● Exercise prompt
From the line below that contains "Target: two-story house" to the line that contains "[(1033, 284)]", repeat every line exactly, both ends included, and nothing else.
[Source information]
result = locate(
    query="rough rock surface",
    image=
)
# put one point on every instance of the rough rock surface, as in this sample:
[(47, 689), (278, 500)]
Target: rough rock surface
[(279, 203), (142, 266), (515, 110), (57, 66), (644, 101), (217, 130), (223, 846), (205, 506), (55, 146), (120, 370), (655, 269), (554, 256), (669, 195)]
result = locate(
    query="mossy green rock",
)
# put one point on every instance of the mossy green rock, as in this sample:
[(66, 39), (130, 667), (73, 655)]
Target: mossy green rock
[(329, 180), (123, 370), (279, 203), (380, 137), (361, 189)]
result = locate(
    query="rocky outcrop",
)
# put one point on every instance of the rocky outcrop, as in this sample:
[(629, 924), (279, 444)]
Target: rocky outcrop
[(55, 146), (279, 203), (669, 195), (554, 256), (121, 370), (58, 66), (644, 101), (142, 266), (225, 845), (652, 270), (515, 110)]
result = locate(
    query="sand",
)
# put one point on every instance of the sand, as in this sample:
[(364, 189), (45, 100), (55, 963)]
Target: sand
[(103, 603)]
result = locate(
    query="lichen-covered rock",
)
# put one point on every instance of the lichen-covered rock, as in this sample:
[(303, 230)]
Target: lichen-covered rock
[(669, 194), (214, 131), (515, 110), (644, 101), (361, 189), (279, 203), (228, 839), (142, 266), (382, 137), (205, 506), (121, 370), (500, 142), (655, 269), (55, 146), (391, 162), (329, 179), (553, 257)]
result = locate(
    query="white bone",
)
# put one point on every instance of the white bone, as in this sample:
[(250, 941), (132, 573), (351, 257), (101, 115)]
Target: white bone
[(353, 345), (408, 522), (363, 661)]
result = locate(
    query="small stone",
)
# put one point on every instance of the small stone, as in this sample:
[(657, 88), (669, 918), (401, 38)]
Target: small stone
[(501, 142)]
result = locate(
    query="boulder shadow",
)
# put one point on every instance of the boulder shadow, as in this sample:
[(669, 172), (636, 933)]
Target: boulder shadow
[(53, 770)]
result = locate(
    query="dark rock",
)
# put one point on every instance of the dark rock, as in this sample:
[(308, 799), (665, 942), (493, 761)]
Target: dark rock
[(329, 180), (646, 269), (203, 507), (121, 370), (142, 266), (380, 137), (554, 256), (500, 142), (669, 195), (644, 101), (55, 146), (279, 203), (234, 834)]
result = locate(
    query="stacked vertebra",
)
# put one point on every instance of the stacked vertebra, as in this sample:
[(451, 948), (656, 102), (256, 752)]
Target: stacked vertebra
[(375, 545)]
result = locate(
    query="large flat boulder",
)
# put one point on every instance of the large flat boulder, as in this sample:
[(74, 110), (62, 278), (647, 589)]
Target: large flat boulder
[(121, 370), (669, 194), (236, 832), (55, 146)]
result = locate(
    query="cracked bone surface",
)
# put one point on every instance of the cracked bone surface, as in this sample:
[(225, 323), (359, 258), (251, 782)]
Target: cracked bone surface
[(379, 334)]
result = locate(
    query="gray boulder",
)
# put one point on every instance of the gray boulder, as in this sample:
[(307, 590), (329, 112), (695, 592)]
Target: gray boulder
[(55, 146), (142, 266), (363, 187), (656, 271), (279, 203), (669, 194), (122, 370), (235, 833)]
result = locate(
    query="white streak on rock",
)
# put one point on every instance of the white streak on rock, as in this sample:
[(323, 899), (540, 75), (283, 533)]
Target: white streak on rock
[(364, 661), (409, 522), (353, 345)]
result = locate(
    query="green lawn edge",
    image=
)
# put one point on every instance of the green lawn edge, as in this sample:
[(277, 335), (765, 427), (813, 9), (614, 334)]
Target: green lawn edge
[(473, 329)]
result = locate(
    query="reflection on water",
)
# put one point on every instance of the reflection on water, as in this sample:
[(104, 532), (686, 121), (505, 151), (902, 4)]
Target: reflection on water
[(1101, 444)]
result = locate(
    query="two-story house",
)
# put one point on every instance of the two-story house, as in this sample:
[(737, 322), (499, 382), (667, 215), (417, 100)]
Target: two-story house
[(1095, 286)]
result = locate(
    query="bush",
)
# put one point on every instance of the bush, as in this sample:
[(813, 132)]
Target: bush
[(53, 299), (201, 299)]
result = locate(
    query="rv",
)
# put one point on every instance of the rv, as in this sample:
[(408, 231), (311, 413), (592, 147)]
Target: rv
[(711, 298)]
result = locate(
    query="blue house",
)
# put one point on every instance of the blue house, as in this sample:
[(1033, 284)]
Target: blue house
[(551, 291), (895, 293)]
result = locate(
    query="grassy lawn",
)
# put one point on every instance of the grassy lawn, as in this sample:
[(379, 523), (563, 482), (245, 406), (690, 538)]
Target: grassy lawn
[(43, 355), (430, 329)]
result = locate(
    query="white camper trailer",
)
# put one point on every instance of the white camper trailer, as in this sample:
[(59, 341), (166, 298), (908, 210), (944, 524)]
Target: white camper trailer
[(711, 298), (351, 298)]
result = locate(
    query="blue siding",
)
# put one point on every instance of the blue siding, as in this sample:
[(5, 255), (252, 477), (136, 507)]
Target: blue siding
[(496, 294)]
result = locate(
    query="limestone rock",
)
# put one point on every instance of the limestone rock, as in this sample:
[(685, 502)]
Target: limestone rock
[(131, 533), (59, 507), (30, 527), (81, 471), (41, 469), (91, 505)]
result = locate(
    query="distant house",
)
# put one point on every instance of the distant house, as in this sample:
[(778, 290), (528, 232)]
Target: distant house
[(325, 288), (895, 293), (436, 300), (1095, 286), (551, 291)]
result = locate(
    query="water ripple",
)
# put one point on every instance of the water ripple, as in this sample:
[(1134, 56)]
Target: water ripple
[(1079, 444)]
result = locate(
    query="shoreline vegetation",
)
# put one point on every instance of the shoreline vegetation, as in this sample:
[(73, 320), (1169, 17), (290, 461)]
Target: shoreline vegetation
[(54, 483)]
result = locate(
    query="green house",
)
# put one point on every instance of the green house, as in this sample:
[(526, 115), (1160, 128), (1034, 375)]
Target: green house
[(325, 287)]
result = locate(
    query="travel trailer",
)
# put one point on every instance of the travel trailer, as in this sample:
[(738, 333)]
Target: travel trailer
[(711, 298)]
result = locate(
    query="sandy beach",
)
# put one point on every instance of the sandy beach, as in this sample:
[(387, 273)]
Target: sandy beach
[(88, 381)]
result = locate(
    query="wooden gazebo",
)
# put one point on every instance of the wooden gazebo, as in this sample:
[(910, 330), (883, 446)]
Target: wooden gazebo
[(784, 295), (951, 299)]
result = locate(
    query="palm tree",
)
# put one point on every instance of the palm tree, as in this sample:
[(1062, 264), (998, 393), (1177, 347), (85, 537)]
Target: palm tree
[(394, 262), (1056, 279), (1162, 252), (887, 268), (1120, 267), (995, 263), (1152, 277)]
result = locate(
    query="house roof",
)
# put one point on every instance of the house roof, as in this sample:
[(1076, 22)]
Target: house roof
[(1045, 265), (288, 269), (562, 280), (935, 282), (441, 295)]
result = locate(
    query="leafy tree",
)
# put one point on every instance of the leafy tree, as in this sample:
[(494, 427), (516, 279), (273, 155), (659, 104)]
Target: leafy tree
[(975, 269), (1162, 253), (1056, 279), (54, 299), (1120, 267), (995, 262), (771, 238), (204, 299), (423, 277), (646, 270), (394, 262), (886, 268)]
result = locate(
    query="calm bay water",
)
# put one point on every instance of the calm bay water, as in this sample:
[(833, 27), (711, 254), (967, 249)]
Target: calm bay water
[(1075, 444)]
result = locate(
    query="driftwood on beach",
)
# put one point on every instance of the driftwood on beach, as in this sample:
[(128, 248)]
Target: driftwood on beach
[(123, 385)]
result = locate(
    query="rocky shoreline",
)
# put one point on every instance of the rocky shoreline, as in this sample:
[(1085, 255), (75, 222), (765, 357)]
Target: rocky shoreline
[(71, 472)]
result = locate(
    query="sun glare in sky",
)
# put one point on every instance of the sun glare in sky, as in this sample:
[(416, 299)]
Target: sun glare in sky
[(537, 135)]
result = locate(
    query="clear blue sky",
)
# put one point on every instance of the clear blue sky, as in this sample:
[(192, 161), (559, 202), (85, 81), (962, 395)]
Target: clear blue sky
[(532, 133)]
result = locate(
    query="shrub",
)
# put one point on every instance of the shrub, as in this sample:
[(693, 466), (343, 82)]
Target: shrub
[/Source information]
● Result below
Target: two-story house
[(1095, 286)]
result = locate(
    query="bush",
)
# put one point on every instance of the bush, as in this sample:
[(813, 132)]
Target: bush
[(53, 299), (201, 299)]
result = locate(
    query="rv",
)
# put one point on every instance of the rv, as in this sample:
[(408, 231), (311, 413), (592, 147)]
Target: rv
[(711, 298)]
result = locate(
    query="blue house",
)
# put one point on every instance of the blue house, as in this sample:
[(1033, 284)]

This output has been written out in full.